#### Aim:
In the digital yuan article below, copy the passage starting at "If e-CNY continues" and ending at "be built in.", swapping "e-CNY" for "the digital yuan".

#### Text provided:
______________________________
By Lucas Mearian
Senior Reporter, Computerworld |
China’s digital yuan project, a blockchain-based cryptocurrency for consumer and commercial finance, can no longer be considered a pilot. That’s the assessment by economic and cryptocurrency experts.
Those experts have been monitoring efforts in China and other countries developing and piloting central bank digital currencies (CBDCs) with the aim of establishing a blockchain-based virtual cash that is cheaper to use and faster to exchange, both at home and across international borders.
To date, the People’s Bank of China has distributed the digital yuan, called e-CNY, to 15 of China’s 23 provinces, and it has been used in more than 360 million transactions totaling north of 100 billion yuan, or $13.9 billion. The country has literally given away millions of dollars worth of digital yuan through lotteries, and its central bank has also participated in cross-border exchanges with several nations.
If e-CNY continues to be adopted and becomes the de facto standard for international commercial and retail payments, the privacy of those using digital currency, as well as the US dollar’s days as the world’s reserve currency, could be at risk.
Whatever nation figures out an internationally accepted financial transaction network for digital cash will be the one to set the standards around it, “and then everyone else will have to follow them,” said Lou Steinberg, former Ameritrade CTO and managing partner at cybersecurity research firm CTM Insights. “Those standards will be designed with what the developer of them wants to accomplish. Surveillance could be built in.
“China wants digital cash because it’s another tool to monitor citizen behavior — how much do you spend at the liquor store, do you go to the movies, and which ones?” Steinberg continued. “If all transactions are recorded and tied to your account, they know a lot. A similar concern about government monitoring exists in the US, though the motives for monitoring may differ from an authoritarian state.”
The US has been considering creation of a digital representation of the dollar for nearly three years. In March, President Joseph R. Biden Jr. issued an executive order that, among other things, called for more urgency on research and development of a US CBDC, “should issuance be deemed in the national interest.”
In November, the New York Federal Reserve Bank began developing a wholesale CDBC prototype. Named Project Cedar, the CBDC program hammered out a blockchain-based framework expected to become a pilot in a multi-national payments or settlement system. The project, now entering phase 2, is a joint experiment with the Monetary Authority of Singapore to explore questions around the interoperability of the distributed ledger.
“I don’t think we’re treating this like a Moonshot,” Steinberg said. “The Fed’s not saying this is the future, like it or not, and we need to have a say in how it unfolds, and therefore it becomes the most important thing we do.”
The blockchain technology that underpins digital cash projects is the same as that used for Bitcoin and Ethereum cryptocurrencies. The difference is that CBDCs, like traditional cash, are backed by a central bank’s authority, which is why they’re called central bank digital currencies.
______________________________
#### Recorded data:
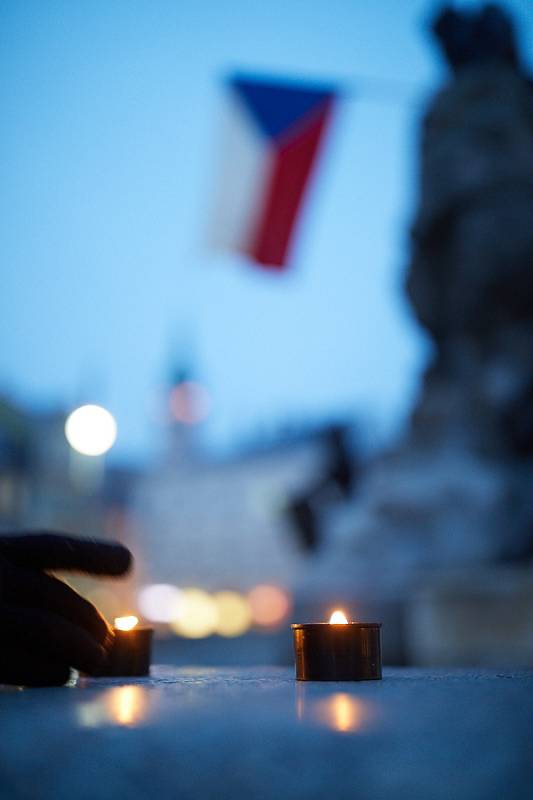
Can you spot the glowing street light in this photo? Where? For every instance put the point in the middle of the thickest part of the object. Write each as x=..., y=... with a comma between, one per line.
x=91, y=430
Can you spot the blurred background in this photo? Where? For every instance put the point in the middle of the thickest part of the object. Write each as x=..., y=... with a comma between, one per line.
x=242, y=418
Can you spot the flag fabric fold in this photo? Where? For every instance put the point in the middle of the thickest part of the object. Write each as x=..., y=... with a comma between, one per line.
x=274, y=130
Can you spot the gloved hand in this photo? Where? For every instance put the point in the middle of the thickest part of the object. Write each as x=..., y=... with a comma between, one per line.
x=45, y=626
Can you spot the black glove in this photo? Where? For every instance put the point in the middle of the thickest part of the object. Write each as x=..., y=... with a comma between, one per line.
x=45, y=626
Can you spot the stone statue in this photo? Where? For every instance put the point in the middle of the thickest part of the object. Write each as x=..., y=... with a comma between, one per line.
x=458, y=490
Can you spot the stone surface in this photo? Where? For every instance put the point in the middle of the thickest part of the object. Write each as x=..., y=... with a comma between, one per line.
x=256, y=733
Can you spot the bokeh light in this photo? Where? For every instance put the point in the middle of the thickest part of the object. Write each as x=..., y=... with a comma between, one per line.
x=338, y=618
x=234, y=613
x=189, y=403
x=270, y=605
x=126, y=623
x=198, y=615
x=91, y=430
x=161, y=602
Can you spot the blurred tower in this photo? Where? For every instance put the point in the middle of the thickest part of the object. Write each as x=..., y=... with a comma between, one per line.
x=187, y=406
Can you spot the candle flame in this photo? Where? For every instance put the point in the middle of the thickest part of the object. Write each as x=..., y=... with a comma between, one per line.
x=126, y=623
x=338, y=618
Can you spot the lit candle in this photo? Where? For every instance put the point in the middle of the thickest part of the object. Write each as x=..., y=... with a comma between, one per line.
x=337, y=650
x=129, y=654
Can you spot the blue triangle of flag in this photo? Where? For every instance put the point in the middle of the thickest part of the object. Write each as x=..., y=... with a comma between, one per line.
x=276, y=106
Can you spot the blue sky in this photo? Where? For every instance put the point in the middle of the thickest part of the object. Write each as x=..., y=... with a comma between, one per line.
x=109, y=151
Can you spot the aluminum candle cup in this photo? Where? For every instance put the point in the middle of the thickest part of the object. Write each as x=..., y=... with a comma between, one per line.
x=129, y=654
x=337, y=652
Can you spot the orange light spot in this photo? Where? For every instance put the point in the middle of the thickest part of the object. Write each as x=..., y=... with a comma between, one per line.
x=126, y=623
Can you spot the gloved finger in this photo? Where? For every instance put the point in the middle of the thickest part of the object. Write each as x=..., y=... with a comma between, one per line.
x=21, y=668
x=49, y=636
x=45, y=550
x=31, y=589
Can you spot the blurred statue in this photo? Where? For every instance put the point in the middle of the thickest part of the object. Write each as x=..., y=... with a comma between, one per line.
x=471, y=274
x=458, y=489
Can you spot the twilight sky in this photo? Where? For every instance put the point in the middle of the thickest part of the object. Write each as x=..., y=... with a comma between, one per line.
x=109, y=152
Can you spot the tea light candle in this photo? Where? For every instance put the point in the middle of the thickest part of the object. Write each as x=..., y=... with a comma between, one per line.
x=129, y=654
x=337, y=650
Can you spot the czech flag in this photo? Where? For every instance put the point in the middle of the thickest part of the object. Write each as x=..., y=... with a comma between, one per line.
x=273, y=135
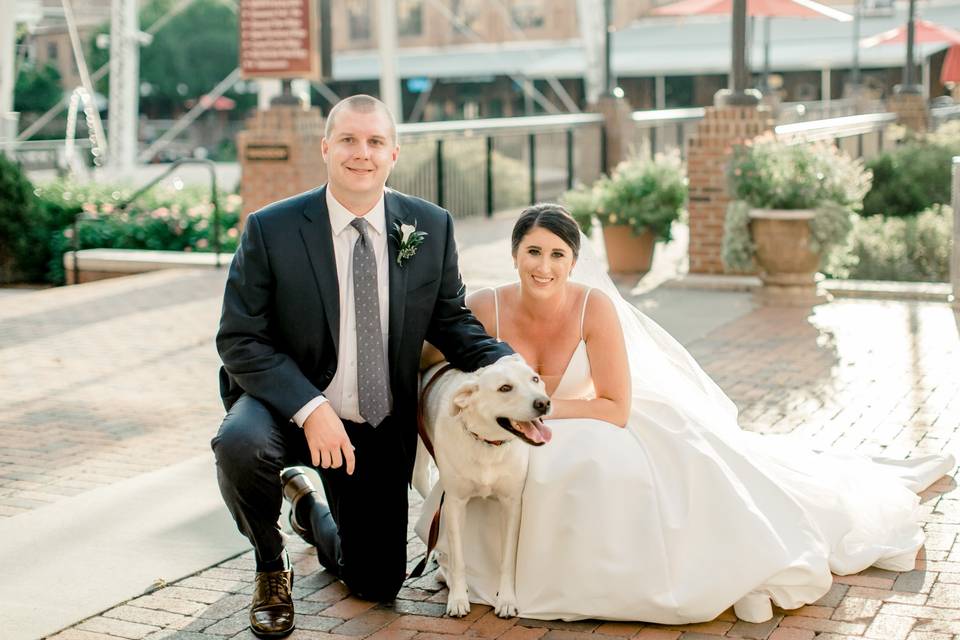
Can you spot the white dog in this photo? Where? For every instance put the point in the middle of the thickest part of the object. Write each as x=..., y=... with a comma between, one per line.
x=474, y=422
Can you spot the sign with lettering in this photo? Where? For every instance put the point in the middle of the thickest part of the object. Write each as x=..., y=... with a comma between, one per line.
x=279, y=39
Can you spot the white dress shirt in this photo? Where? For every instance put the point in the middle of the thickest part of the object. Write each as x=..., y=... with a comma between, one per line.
x=341, y=393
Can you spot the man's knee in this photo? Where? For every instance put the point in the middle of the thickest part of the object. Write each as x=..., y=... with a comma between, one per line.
x=245, y=439
x=375, y=583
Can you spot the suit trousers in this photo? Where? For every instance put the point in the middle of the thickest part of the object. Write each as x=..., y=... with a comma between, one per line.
x=367, y=546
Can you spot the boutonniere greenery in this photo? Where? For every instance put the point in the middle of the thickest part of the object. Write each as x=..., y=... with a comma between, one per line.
x=408, y=240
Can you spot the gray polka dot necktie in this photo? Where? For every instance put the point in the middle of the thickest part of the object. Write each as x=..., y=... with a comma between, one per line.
x=371, y=370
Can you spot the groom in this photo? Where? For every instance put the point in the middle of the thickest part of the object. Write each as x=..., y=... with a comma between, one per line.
x=326, y=308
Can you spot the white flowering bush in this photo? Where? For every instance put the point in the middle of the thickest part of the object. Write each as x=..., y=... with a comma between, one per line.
x=915, y=248
x=165, y=218
x=772, y=174
x=644, y=194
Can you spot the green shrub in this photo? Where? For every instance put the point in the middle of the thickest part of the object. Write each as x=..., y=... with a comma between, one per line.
x=775, y=174
x=164, y=218
x=644, y=194
x=914, y=248
x=25, y=226
x=912, y=177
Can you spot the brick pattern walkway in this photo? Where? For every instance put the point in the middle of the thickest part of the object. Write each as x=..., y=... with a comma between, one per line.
x=104, y=382
x=876, y=377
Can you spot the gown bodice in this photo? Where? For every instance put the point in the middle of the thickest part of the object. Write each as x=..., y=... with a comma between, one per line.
x=576, y=382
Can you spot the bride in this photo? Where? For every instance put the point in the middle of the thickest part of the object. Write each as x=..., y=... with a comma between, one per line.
x=650, y=503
______________________________
#### Task answer:
If the digital yuan continues to be adopted and becomes the de facto standard for international commercial and retail payments, the privacy of those using digital currency, as well as the US dollar’s days as the world’s reserve currency, could be at risk.
Whatever nation figures out an internationally accepted financial transaction network for digital cash will be the one to set the standards around it, “and then everyone else will have to follow them,” said Lou Steinberg, former Ameritrade CTO and managing partner at cybersecurity research firm CTM Insights. “Those standards will be designed with what the developer of them wants to accomplish. Surveillance could be built in.